# Forgeworld release: Decimator Daemon Engine and Zone Mortalis Blast Doors



## Bubblematrix (Jun 4, 2009)

http://www.forgeworld.co.uk/New_Stuff/CHAOS_DECIMATOR_DAEMON_ENGINE.html

Arms:

http://www.forgeworld.co.uk/New_Stuff/DECIMATOR-SIEGE-CLAW.html

http://www.forgeworld.co.uk/New_Stuff/DECIMATOR-BUTCHER-CANNON.html

http://www.forgeworld.co.uk/New_Stuff/DECIMATOR-STORM-LASER.html










http://www.forgeworld.co.uk/New_Stuff/ZONE_MORTALIS_LARGE_BLAST_DOOR.html


----------



## Durant (Aug 24, 2011)

Looks awesome, bit of a Spartacus/Gladiator thing going on with the head, but thats not a bad thing.


----------



## Aramoro (Oct 7, 2009)

The powers in the Decimator are hilariously unbalanced. They can't print that can they? 15pt for +1A sometimes, or 15pts for becoming almost indestructible, hmm tricky.


----------



## Midge913 (Oct 21, 2010)

That thing is bloody wicked!


----------



## DeathKlokk (Jun 9, 2008)

Well Fuck.... I just spent forever converting a Contemptor for my Night Lords... Of course this beast is even BIGGER than a Contemptor! BwaHAHAHAHAHAHA!!! [ahem...] sorry.


----------



## Words_of_Truth (Sep 20, 2007)

Another machine to join the ranks of my Blood Slaughter, Dreadnought and Defiler. It looks awesome, wonder if I can sort out a theme for my World Eaters to represent why they got so many war machines.


----------



## Eleven (Nov 6, 2008)

11 side is disappointing. This things price iscrazy too.


----------



## DeathKlokk (Jun 9, 2008)

Eleven, it IS Mega sized. 

My Legion of Brass will be getting three of these. Damn the torpedoes!!!

Records for processing
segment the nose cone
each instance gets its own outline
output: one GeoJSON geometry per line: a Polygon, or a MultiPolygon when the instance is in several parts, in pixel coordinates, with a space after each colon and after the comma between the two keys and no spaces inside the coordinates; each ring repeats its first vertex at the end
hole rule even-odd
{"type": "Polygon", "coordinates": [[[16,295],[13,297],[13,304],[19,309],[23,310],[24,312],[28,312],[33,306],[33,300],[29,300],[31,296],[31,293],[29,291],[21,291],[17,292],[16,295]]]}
--
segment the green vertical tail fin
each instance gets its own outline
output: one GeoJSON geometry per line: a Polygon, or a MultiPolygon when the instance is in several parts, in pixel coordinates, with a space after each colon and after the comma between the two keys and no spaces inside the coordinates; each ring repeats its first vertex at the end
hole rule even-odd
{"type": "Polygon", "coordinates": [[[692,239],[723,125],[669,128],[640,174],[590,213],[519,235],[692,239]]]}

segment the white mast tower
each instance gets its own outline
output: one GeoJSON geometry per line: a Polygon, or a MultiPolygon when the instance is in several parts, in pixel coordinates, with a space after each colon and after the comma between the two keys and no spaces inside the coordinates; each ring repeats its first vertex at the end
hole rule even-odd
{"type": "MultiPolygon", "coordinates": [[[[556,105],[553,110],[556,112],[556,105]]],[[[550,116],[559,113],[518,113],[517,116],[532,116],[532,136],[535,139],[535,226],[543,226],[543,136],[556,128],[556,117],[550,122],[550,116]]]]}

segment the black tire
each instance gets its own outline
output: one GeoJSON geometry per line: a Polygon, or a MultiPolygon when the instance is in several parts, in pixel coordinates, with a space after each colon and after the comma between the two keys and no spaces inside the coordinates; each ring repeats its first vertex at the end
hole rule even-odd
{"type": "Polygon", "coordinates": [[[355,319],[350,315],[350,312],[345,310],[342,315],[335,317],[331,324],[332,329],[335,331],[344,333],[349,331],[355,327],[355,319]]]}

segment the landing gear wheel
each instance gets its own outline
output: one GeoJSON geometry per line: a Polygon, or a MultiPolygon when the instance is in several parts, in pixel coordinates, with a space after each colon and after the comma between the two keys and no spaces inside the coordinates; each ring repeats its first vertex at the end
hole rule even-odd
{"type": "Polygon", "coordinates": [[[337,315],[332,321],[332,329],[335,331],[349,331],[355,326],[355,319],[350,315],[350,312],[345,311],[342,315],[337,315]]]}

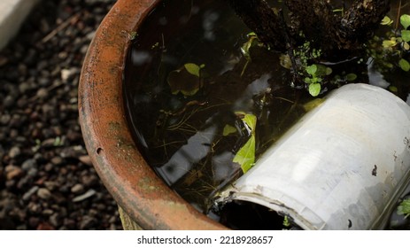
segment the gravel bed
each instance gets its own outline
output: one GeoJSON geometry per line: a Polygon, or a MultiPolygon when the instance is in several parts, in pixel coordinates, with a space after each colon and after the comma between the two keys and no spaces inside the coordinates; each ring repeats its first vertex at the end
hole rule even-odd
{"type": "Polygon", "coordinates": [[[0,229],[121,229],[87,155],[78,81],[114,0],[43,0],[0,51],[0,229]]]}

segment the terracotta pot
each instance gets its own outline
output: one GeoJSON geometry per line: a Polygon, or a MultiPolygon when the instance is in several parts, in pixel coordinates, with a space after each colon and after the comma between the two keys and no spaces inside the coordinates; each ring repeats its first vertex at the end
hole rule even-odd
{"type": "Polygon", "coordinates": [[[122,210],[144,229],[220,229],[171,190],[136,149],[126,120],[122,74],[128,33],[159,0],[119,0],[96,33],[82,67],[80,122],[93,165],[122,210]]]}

Stated goal 1
According to the forum thread about the Forgeworld release, which machines does Words_of_Truth say the Decimator will join in his ranks?
Stated goal 2
Gather every line of the records that contains the string "segment".

Exercise answer 1
His Blood Slaughter, Dreadnought and Defiler.

Exercise answer 2
segment the nose cone
segment the green vertical tail fin
segment the white mast tower
segment the black tire
segment the landing gear wheel
segment the gravel bed
segment the terracotta pot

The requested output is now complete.